→ **What you are asked to do**
Put the data from the line with "I need to find the man's" to the line with "[272,328,356,359]" into a two-column CSV with columns `request` and `answer`, one row per request. Quote each field and turn line breaks into spaces.

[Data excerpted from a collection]

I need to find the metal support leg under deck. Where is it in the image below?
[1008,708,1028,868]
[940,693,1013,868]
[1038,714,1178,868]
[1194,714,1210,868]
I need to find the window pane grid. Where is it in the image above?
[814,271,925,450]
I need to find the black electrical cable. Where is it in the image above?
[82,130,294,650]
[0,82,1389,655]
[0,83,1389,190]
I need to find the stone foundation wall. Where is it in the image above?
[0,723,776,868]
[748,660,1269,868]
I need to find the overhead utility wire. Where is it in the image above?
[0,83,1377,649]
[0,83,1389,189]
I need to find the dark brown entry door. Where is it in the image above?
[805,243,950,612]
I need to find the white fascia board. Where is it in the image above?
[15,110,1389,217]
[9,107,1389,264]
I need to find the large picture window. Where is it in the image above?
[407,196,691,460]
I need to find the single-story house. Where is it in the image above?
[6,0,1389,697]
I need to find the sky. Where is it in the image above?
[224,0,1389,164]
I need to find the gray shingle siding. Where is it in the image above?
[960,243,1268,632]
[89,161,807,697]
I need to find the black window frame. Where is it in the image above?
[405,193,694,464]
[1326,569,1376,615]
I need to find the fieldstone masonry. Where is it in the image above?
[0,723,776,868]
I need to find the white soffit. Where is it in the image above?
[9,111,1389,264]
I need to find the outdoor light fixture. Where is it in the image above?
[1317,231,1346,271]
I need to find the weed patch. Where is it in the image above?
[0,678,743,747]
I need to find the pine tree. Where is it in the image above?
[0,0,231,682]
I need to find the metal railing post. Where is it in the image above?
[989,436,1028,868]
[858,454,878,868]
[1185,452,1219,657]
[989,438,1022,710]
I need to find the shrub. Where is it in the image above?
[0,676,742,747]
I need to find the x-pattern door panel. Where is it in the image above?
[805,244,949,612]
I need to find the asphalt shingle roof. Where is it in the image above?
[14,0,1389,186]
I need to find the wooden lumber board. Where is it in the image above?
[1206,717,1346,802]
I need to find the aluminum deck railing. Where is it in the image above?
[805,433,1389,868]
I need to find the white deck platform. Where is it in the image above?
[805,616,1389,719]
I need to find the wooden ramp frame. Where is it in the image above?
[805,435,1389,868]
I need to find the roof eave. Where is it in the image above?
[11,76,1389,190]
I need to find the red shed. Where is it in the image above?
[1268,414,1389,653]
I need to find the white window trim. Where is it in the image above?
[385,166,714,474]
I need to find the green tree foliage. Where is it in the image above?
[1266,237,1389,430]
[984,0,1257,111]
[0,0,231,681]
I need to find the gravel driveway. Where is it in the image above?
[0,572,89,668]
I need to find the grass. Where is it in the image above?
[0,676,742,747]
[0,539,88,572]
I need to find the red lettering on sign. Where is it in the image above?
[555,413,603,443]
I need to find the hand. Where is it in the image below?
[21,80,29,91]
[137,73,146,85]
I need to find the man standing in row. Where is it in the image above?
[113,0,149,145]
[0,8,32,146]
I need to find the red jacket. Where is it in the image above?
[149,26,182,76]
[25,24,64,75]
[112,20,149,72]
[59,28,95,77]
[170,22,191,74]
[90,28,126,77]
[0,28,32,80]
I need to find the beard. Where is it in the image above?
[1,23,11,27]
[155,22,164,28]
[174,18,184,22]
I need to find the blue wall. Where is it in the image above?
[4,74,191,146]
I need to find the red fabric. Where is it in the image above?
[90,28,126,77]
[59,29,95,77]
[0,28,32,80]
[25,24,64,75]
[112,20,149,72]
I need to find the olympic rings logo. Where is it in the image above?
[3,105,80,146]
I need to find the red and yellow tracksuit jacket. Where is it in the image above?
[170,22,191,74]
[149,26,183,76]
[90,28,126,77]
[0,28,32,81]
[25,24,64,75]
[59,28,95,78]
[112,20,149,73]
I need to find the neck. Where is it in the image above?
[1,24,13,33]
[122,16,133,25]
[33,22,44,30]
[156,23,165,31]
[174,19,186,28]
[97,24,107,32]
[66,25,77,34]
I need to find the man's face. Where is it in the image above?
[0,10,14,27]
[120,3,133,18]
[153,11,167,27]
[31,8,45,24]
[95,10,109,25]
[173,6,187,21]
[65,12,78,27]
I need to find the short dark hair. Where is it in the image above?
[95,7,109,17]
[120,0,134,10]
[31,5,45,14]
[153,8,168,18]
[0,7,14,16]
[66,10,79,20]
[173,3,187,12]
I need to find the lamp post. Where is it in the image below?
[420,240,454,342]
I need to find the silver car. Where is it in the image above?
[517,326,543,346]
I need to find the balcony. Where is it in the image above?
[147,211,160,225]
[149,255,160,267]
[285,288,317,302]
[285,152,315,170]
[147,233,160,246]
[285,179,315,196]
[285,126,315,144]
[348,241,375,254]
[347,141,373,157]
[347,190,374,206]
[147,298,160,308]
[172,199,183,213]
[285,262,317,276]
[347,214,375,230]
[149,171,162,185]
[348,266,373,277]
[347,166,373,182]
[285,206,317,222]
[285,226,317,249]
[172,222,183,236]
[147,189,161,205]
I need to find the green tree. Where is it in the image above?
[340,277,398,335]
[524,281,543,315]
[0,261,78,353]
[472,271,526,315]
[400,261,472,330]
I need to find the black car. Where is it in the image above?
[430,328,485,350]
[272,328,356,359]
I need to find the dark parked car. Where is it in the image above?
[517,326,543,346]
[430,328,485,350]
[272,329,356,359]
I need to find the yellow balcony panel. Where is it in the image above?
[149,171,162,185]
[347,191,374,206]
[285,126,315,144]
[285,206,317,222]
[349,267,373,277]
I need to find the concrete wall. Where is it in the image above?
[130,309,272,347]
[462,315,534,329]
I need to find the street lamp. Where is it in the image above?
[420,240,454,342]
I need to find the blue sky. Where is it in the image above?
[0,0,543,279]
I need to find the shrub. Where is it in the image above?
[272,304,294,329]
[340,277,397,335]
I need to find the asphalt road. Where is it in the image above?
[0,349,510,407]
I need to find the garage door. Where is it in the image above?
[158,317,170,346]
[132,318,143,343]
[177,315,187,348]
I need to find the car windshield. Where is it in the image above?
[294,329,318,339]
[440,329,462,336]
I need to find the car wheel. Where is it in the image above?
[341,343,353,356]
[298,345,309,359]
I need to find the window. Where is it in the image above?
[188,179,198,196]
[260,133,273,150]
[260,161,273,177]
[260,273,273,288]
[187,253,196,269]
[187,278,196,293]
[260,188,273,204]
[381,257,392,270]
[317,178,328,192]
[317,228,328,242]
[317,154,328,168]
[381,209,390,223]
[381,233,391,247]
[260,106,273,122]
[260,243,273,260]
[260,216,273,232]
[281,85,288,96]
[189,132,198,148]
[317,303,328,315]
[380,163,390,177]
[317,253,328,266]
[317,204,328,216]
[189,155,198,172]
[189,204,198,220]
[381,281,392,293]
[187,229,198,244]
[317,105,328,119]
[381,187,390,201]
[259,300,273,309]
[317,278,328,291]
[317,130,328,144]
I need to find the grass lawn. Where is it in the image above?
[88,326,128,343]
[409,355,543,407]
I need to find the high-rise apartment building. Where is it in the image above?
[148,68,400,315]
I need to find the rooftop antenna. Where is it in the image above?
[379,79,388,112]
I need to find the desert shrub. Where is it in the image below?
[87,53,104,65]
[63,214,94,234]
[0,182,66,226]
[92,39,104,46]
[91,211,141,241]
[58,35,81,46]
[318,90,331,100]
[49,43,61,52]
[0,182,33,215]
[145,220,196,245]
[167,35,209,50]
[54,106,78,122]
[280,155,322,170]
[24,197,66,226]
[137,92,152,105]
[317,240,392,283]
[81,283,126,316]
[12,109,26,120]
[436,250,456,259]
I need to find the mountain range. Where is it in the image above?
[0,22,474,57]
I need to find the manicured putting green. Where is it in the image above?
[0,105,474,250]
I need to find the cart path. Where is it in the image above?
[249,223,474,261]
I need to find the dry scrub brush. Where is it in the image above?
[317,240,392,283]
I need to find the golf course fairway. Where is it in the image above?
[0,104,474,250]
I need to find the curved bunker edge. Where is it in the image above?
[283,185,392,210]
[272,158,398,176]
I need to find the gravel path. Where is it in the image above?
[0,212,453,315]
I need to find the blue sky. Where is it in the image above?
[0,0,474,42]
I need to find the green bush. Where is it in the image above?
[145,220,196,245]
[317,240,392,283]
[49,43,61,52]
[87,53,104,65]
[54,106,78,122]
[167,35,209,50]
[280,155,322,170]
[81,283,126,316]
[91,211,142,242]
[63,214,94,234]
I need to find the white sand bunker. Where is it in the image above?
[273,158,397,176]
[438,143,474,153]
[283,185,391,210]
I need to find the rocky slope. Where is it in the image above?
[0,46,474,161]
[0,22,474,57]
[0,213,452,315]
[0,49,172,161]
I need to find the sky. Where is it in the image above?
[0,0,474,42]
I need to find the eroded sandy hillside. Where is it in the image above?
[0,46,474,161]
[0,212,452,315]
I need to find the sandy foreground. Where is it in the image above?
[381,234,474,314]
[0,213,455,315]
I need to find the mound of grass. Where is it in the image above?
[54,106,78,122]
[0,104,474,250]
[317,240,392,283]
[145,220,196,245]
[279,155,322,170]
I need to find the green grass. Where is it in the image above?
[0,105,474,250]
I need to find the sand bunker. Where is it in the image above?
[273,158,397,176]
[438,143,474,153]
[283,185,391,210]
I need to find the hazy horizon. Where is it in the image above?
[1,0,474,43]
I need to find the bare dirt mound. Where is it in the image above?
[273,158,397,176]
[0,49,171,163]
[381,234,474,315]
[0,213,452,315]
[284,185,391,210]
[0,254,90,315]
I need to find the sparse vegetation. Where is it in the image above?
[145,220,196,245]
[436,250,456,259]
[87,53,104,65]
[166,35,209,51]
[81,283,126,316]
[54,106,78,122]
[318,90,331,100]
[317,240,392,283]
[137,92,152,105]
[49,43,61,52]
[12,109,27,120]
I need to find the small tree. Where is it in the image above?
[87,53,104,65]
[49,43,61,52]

→ **Result**
request,answer
"I need to find the man's face. Where is it in the image above?","[0,10,14,27] [120,3,133,18] [153,11,167,27] [31,8,45,24] [95,10,109,25] [173,6,187,21] [65,12,78,27]"
"I need to find the short dark hair. Where is it in the image above?","[95,7,109,17] [120,0,134,10] [31,5,45,14] [153,8,168,18] [0,7,14,16] [66,10,79,20] [173,3,187,12]"
"I need to find the lamp post. Where is it in the image below?","[420,240,454,342]"
"I need to find the silver car. Where is it in the image above?","[517,326,543,346]"
"I need to find the balcony. Where is it in the image above?","[147,211,160,225] [149,255,160,267] [285,288,317,302] [285,152,315,170] [147,233,160,246] [285,179,315,196] [285,126,315,144] [348,241,375,254] [347,141,373,157] [347,190,374,206] [147,298,160,308] [172,199,183,213] [285,262,317,276] [347,214,375,230] [149,171,162,185] [348,266,373,277] [347,166,373,182] [285,206,317,222] [285,226,317,249] [172,222,183,236] [147,189,161,205]"
"I need to find the green tree. Where is it in the image above?","[340,277,398,335] [524,281,543,315] [0,261,78,353] [472,271,526,315] [400,261,472,330]"
"I need to find the black car. Where is it in the image above?","[430,328,485,350] [272,328,356,359]"